(Goal of the exercise) Collect each line in the rows below that contains the word "with".
□ □ □ □ □ □ □
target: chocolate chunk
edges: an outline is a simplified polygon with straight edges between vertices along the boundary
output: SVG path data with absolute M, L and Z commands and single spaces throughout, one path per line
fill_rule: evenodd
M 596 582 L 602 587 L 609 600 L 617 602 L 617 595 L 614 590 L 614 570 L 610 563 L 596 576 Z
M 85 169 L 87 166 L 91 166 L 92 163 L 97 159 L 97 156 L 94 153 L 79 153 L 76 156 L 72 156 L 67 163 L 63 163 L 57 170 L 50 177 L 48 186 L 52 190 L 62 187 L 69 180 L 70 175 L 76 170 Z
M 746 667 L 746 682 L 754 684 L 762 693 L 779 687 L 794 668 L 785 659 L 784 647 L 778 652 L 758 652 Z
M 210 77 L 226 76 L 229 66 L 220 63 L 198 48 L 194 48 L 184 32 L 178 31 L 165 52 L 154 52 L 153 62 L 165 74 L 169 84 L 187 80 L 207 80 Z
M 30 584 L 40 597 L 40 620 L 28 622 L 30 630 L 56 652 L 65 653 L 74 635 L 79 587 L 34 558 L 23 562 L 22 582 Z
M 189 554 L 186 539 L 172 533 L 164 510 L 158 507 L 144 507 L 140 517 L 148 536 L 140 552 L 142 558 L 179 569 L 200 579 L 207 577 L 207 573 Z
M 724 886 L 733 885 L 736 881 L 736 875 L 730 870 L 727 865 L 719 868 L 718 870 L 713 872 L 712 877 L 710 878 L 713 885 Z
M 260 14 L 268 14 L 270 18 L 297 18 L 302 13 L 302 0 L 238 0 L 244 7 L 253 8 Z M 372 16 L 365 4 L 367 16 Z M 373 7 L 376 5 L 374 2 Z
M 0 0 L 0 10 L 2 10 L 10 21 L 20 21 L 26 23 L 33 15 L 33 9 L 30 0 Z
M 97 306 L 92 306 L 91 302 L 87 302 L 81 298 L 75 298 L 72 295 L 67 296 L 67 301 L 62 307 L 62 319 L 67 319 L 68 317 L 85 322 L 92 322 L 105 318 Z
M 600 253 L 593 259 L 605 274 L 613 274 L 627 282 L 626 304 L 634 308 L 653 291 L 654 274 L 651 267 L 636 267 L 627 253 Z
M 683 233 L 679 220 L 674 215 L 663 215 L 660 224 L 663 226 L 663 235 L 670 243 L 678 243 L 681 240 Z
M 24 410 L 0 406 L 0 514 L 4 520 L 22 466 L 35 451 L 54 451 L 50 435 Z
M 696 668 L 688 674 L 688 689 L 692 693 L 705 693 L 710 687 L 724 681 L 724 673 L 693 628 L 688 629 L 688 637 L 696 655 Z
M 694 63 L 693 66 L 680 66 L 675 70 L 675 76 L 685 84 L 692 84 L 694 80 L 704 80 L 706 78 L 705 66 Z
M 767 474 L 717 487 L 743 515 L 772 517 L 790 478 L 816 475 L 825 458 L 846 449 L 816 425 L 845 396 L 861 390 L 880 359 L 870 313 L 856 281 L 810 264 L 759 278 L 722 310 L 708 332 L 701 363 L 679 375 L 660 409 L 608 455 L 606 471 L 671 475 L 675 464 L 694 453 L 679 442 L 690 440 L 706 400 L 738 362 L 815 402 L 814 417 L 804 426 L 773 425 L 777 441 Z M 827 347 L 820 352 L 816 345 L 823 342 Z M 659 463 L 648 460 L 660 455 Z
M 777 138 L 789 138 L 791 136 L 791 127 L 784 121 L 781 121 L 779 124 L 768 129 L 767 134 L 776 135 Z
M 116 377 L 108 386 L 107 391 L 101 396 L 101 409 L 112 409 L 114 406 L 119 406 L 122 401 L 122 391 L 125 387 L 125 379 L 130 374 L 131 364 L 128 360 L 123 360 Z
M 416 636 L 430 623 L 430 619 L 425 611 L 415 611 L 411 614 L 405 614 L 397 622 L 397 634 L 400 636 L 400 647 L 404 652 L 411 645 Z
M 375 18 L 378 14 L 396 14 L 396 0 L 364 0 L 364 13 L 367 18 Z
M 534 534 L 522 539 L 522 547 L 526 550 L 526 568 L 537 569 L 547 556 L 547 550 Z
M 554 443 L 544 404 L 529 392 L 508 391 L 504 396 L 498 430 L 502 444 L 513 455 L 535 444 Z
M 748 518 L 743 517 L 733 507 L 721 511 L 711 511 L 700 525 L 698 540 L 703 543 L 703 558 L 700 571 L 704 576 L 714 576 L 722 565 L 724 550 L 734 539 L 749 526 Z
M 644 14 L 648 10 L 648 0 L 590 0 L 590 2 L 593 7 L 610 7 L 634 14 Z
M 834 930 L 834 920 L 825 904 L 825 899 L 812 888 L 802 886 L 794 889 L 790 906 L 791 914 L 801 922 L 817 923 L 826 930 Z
□ □ □ □ □ □ □
(Response to this exercise)
edges: an outline is a simplified polygon with straight edges between vertices along the boundary
output: SVG path data with absolute M, L and Z commands and single spaces throughout, one path per line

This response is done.